EXCERPT:
______
PAULSBORO, N.J. — Homes have been evacuated anew near the spot in southern New Jersey where a train derailed, releasing a hazardous chemical into the air and sickening dozens of people.
National Transportation Safety Board chairman Deborah Hersman said Friday night that there were evacuations in Paulsboro because of increased levels of chemicals.
Around 7 a.m., seven train cars derailed on a bridge. One tanker car was sliced open, releasing vinyl chloride. Hours later, officials gave the all-clear for residents near the site to return but warned that there could be more complications.
A 12-block radius was evacuated on Friday evening. U.S. Coast Guard Lt. Drew Madjeska tells the Philadelphia Inquirer that residents might not be allowed back for several days.
NTSB investigators will try to determine whether the derailment was caused by a problem with the bridge or if the derailment caused the bridge's partial collapse.
A delicate operation lies ahead, as a huge crane was being brought from New York Harbor to pick up dangling tanker cars.
______
PROVIDED MATERIAL:
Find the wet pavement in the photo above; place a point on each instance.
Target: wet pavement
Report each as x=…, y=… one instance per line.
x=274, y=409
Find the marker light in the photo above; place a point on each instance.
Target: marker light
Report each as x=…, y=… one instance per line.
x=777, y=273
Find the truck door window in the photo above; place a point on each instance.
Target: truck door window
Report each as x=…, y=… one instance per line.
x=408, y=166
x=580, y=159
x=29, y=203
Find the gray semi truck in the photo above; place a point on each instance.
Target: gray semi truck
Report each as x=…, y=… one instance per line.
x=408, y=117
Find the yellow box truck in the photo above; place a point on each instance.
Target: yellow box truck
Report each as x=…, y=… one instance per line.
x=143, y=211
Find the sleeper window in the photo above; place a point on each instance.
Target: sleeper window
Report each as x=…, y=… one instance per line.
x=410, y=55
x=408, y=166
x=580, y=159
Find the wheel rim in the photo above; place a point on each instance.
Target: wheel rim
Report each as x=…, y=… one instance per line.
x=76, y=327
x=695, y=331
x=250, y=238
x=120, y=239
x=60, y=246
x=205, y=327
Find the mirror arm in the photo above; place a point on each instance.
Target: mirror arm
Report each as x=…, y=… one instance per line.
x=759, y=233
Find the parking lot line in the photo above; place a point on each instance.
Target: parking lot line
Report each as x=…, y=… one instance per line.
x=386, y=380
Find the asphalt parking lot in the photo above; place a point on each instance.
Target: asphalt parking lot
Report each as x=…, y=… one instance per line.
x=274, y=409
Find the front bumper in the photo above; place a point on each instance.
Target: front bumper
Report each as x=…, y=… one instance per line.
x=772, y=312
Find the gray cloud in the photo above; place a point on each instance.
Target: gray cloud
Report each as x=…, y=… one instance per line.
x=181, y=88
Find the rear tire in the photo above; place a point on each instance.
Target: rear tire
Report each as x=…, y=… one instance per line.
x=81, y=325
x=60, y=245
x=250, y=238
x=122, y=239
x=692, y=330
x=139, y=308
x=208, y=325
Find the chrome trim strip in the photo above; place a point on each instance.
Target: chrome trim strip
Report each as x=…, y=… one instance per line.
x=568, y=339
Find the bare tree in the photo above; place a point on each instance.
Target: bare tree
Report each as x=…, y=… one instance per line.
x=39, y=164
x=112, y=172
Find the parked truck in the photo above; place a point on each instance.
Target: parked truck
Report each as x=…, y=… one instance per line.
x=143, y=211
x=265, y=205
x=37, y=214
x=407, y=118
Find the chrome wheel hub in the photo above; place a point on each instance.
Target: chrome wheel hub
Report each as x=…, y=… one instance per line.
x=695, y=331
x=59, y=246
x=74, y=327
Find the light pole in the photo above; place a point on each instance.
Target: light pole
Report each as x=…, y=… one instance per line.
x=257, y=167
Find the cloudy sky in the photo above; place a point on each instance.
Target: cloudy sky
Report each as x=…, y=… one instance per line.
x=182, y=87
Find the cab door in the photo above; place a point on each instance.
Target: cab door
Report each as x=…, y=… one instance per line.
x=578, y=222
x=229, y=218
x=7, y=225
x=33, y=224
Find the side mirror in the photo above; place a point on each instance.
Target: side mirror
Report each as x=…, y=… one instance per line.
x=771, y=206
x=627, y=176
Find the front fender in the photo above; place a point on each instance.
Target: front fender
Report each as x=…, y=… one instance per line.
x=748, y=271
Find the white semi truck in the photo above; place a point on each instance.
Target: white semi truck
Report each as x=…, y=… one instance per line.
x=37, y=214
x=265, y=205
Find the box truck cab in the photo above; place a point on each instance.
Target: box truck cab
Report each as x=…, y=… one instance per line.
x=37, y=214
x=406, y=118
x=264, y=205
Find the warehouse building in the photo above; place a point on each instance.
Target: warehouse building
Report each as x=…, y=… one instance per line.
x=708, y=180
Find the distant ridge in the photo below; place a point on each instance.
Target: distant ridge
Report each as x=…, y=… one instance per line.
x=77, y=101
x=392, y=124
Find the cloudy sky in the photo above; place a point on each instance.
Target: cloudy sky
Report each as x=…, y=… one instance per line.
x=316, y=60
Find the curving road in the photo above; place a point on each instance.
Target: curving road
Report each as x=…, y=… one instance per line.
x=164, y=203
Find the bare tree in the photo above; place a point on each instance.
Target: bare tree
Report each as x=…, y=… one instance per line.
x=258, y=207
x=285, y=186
______
SET OF TASKS:
#1 Answer the following from the Paulsboro derailment article, marking each answer with its letter.
(a) How many train cars derailed, and where did they derail?
(b) Which chemical escaped from the tanker car that was sliced open?
(c) From where was the crane being brought?
#2 For each statement below, state whether it agrees with the Paulsboro derailment article, answering yes or no and quoting the words of the article that decide it.
(a) The tanker car that was sliced open released chlorine gas.
(b) A 12-block radius was evacuated on Friday evening.
(c) NTSB investigators have already established that a problem with the bridge caused the derailment.
#3 Carry on the Paulsboro derailment article from its final sentence.

TASK RESULTS:
#1
(a) Seven train cars derailed, on a bridge.
(b) Vinyl chloride.
(c) From New York Harbor.

#2
(a) No: "One tanker car was sliced open, releasing vinyl chloride."
(b) Yes: "A 12-block radius was evacuated on Friday evening."
(c) No: "NTSB investigators will try to determine whether the derailment was caused by a problem with the bridge or if the derailment caused the bridge's partial collapse."

#3
The accident happened just after 7 a.m. when a train with two locomotives, 83 freight cars and a caboose made its way from Camden to the industrial town of Paulsboro, just across the river from Philadelphia International Airport.
Cars from a train operated by CSX went off the rails on a swing-style bridge, owned by Conrail, over Mantua Creek.
Seven cars derailed, including two boxcars on stable ground and five on the bridge. NTSB chairman Deborah Hersman said four tankers were partly in the creek.
More than 70 people were treated at Underwood-Memorial Hospital, most were complaining of breathing problems, burning eyes or scratchy throats, said spokeswoman Karen Urbaniak. She said 11 arrived by ambulance, and the rest walked in. More than 60 were discharged by late afternoon, and the handful that remained were in stable condition.